» **Provided text**
# Just got this one!!



## TheDogSlayer1 (Dec 15, 2006)

Went out and made one set tonight. It was clear and -1 degrees with a 15 mph wind (COLD) about -22 windchill. Called in 2 but only got the second one. Couldn't get the first one stopped before he got my wind at 50 yds. finally got the second one stop by yelling at him. Shot it at 30 yards. The light in the sky in the picture is the moon at about 12:30 am.


----------



## Fallguy (Jan 23, 2004)

Nice job calling! That is one cool picture with the moon like that.


----------



## jonesy12 (Apr 1, 2008)

That is an awesome picture with the moon! Nicely done :beer:


----------



## blhunter3 (May 5, 2007)

Good job.


----------



## R Buker (Oct 29, 2005)

Good job. Too bad about the first one but you redeemed yourself!


----------



## Plainsman (Jul 30, 2003)

Even without the moon that is a super picture, and a nice coyote. I seen your pic with that big boy yesterday. We havn't talked enough for me to give you a bad time and you might have taken it wrong, but I had to bite my tongue all day to not ask " how tall are you about 4 ft 11 inches" lol. 

I have never used my photoshop. Perhaps because I am no good at it, and it just isn't as much satisfaction as the real McCoy. However, just for a fun picture a bigger moon would be neat. Try one of these if you want to.








photoshop this into the pic. Maybe something smaller, but I only have larger. 

Here is a smaller one, but without the black surround it would be harder to photoshop.










It's a daytime photo, but I lied to the camera.


----------



## papapete (Jan 2, 2005)

hows this?


----------



## faithsdave (Jan 8, 2004)




----------



## barebackjack (Sep 5, 2006)

papapete said:


> hows this?


Caption: Moondog hunting on the ice moons of Jupiter.


----------



## Plainsman (Jul 30, 2003)

papapete

Your an artist, it matches his little eyes.  eeer eye.

bareback, it sort of looks like the dark side of Callisto doesn't it?










Sorry this is getting hijacked. I'll end it here with saying the original is worthy of publishing along with a story in an outdoor magazine.

Image object location listing

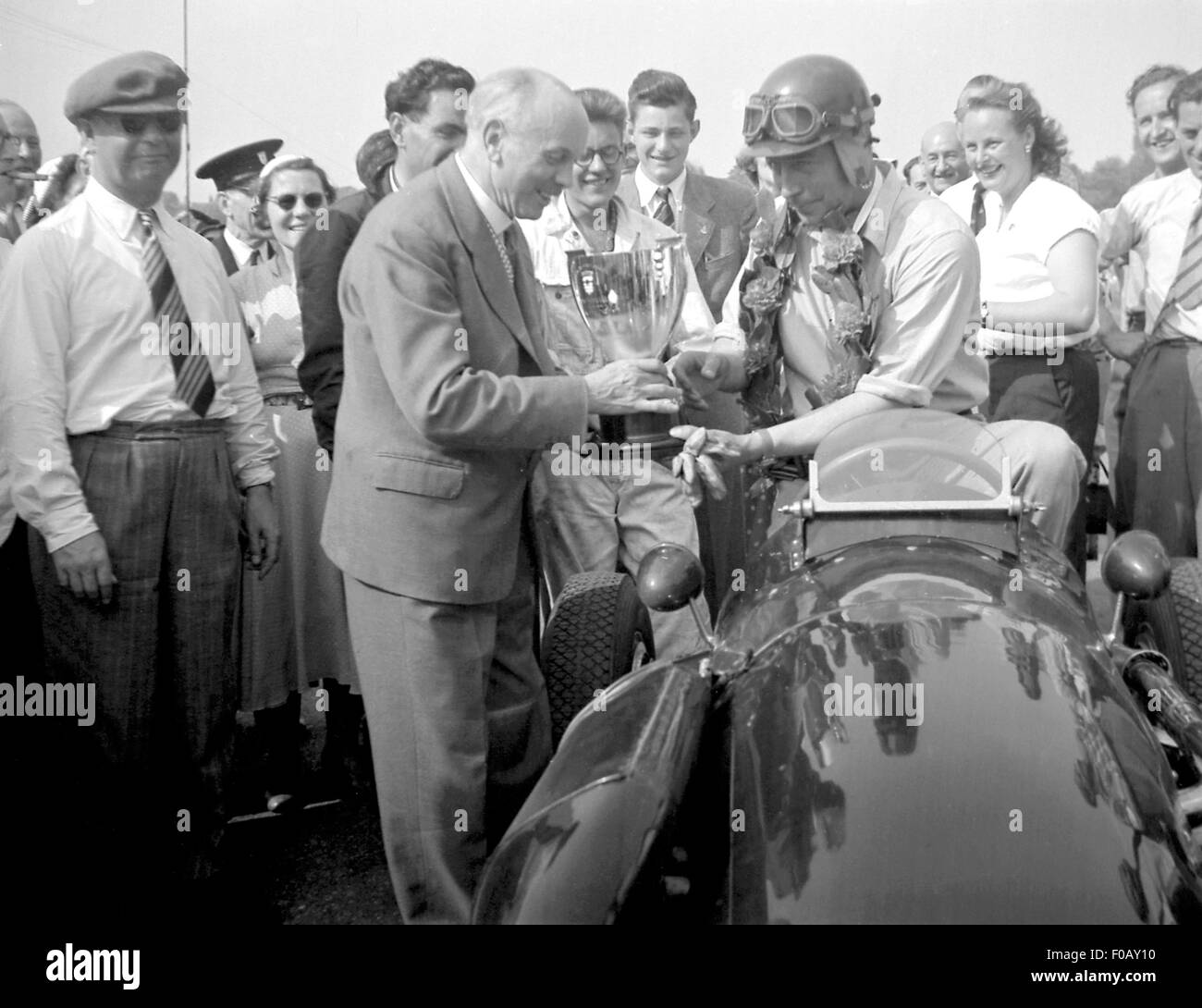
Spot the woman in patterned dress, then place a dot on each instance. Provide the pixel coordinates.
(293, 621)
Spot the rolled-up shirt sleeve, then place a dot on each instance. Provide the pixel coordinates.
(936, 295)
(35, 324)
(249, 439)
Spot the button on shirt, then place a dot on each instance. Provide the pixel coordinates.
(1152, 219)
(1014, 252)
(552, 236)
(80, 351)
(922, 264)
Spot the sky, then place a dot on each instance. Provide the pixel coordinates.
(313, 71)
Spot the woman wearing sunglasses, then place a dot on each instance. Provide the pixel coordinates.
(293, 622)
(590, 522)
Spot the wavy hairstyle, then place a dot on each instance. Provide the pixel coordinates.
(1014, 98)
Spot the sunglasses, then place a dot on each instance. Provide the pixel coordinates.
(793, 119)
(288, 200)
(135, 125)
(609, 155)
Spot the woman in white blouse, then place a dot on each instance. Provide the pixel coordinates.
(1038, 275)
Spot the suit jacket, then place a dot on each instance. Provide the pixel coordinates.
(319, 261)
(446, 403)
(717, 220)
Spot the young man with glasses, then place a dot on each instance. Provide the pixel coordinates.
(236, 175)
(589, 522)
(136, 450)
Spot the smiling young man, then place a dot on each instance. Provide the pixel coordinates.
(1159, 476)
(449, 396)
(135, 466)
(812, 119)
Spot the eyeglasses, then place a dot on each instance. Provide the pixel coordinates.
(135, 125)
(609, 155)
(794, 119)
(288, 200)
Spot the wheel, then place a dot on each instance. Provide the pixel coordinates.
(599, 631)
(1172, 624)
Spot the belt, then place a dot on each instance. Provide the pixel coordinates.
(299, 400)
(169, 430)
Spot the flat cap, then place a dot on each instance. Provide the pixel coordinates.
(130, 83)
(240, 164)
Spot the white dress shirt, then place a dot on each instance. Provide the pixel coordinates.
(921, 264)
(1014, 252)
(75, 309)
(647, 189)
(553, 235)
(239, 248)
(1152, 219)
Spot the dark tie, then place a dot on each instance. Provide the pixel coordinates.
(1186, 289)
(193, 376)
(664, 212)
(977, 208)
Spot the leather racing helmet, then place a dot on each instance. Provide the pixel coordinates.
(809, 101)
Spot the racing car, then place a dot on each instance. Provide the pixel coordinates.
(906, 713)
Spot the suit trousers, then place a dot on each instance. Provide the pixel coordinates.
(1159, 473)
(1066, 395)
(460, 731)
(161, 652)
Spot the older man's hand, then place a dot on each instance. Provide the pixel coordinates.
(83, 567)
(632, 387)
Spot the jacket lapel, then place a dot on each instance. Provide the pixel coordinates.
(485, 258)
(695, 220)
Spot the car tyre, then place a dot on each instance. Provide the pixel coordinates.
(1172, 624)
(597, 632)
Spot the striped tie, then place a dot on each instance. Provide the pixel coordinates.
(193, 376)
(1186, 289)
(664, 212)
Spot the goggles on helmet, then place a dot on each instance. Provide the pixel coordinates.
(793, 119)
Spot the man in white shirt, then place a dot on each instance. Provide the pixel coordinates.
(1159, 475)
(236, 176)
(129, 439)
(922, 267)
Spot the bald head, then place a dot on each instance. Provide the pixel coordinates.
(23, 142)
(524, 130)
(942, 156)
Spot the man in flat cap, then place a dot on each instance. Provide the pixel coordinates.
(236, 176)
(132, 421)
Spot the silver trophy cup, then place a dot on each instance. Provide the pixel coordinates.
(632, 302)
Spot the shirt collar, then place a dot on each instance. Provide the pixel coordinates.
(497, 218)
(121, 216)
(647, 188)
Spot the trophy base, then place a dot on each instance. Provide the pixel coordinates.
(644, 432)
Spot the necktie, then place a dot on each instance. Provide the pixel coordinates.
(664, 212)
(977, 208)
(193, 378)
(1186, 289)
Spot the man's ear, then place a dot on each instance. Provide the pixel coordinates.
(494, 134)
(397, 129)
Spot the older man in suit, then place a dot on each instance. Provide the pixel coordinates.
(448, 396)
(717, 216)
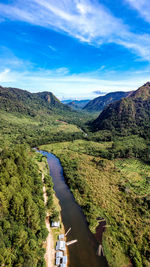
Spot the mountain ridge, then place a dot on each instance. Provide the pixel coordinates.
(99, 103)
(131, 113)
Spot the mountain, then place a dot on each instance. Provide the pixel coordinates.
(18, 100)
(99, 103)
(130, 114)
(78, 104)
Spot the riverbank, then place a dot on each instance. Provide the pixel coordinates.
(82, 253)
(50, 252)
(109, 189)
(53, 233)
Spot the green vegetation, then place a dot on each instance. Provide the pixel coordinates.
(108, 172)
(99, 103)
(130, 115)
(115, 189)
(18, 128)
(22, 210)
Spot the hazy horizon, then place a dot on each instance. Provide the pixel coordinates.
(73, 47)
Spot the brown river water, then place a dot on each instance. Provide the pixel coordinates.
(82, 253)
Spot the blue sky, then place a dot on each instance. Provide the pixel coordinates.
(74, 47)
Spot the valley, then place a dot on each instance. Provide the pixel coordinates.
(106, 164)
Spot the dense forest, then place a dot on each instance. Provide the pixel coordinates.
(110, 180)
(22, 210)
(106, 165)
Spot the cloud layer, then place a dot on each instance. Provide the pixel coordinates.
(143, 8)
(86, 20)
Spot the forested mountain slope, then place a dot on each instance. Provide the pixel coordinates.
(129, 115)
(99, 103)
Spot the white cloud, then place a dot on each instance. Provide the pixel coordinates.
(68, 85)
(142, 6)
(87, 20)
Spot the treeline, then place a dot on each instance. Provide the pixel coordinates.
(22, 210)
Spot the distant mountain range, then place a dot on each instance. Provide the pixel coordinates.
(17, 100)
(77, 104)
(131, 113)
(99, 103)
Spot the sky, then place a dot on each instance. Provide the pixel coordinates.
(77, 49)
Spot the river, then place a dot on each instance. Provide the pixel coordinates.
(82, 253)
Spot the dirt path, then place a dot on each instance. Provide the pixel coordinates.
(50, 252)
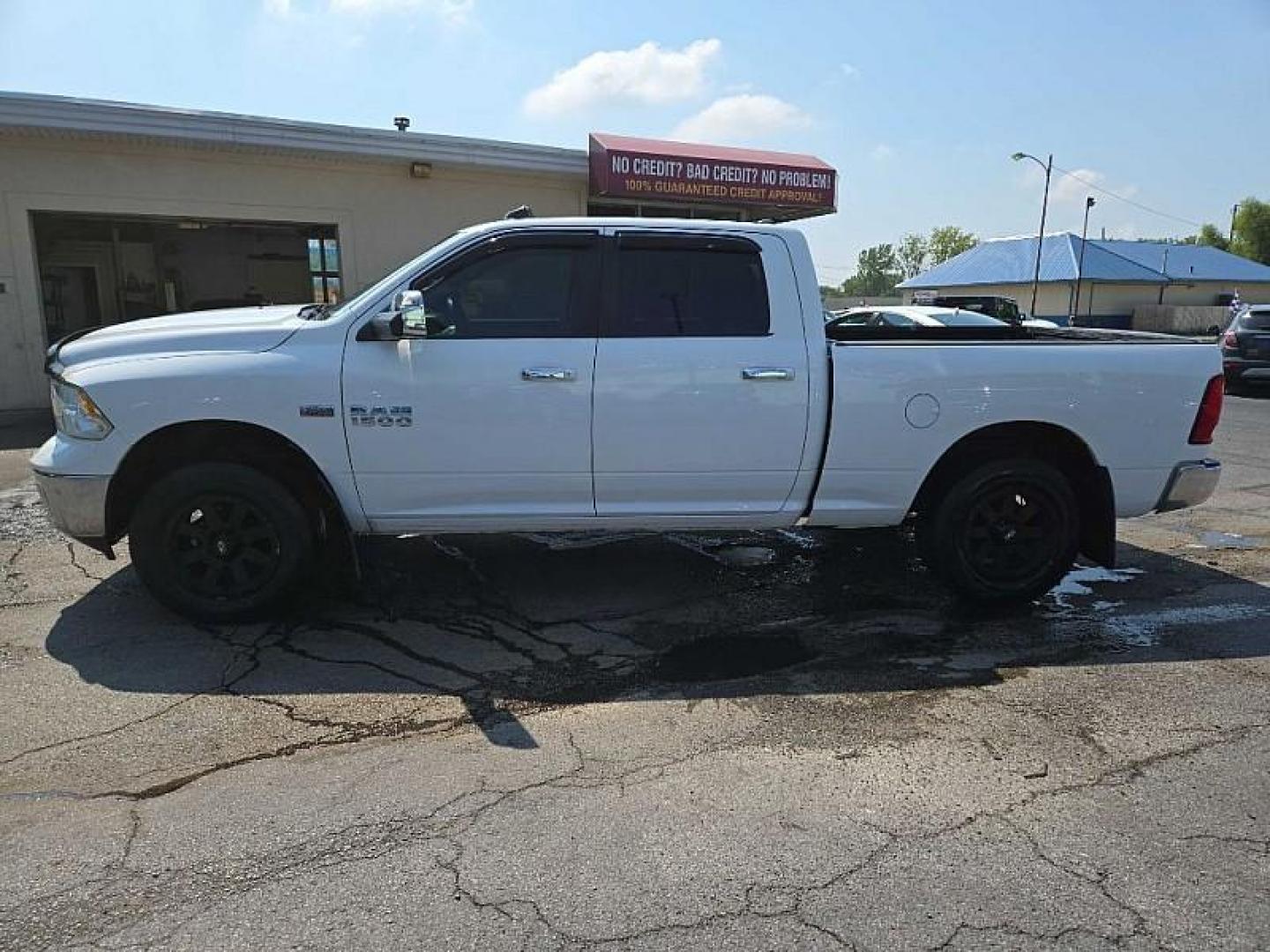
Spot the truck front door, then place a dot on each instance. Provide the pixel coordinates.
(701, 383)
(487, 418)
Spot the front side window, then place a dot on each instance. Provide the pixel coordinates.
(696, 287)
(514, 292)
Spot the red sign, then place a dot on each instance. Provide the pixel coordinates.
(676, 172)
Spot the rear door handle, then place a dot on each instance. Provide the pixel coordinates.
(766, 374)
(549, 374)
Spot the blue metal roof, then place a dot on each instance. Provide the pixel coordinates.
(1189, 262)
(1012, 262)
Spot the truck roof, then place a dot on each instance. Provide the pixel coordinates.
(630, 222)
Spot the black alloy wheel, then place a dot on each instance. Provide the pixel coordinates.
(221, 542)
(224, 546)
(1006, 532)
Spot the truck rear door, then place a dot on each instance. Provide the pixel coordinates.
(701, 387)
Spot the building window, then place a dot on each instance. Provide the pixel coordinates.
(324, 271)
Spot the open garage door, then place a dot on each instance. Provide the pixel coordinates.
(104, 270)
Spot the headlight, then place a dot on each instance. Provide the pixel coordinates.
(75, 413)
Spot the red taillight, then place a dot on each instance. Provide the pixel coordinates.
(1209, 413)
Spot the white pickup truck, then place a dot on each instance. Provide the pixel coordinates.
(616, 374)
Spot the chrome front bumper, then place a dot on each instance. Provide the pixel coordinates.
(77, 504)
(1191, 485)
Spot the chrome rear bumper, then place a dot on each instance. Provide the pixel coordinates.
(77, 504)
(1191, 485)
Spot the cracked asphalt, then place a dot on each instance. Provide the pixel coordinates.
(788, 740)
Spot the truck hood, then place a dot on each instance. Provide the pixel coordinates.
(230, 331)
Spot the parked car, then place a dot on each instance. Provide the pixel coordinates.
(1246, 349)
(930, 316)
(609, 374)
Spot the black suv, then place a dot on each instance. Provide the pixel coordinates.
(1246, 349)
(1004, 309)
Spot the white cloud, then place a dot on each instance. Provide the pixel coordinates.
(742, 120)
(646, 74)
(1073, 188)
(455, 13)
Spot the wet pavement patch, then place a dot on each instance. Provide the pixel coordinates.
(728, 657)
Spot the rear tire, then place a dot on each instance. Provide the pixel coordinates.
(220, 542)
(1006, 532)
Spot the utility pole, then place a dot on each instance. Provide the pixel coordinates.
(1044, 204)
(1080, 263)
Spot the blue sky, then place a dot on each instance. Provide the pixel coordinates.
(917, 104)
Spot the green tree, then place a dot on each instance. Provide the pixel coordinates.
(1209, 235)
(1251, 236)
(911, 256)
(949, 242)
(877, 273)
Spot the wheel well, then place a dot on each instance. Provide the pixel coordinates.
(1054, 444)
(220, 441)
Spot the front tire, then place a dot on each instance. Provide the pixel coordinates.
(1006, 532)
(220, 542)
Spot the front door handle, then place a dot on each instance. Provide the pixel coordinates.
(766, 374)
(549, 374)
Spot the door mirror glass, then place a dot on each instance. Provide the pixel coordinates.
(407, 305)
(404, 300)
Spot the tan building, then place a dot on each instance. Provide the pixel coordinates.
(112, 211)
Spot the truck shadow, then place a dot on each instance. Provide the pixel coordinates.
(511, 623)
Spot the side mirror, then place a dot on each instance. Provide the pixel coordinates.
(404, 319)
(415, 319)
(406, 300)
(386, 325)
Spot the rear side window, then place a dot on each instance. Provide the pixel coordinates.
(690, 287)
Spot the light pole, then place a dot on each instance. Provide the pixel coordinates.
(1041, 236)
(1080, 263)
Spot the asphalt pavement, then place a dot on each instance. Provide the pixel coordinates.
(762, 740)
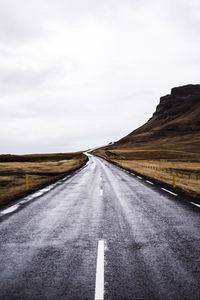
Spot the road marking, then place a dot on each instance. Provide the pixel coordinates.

» **Exercises**
a) In the coyote-calling forum thread, at what distance did the original poster shoot the second coyote?
b) Write the next part of the coyote-calling forum thread, picking up after its final post.

» **Answers given**
a) 30 yards.

b)
----------



## Fallguy (Jan 23, 2004)

Plainsman said:


> papapete
> 
> Your an artist, it matches his little eyes.  eeer eye.


LOL he actually IS an artist. Papapete has some sort of art college degree. What is it in actually again? Come on...don't be shy!


----------



## papapete (Jan 2, 2005)

mostly stick figures and crayons.


----------



## Fallguy (Jan 23, 2004)

papapete said:


> mostly stick figures and crayons.


Hey I could actually graduate in that program! :lol:


----------



## xdeano (Jan 14, 2005)

I bet you ate the glue too. :lol:

xdeano


----------



## gsehnter-bloms (Dec 16, 2007)

Nice pic!


----------



## bowhunter199 (Jan 8, 2009)

nice bro check this one out:beer: :sniper:


----------



## sonic (Mar 9, 2007)

looks a little stiff


----------



## bowhunter199 (Jan 8, 2009)

he froze it was -10 out that day


----------



## gsehnter-bloms (Dec 16, 2007)

Nice! How close did he get?


----------



## TheDogSlayer1 (Dec 15, 2006)

Plainsman, I have no problem with poking a little fun. No, I'm not 4'11", I'm actually 5'10" and weigh 190 lbs. and no photoshop work done on that picture of the big coyote. Nice photoshop with the big moon and the coyote!


----------



## nosib (Dec 4, 2008)

congrats


----------



## bowhunter199 (Jan 8, 2009)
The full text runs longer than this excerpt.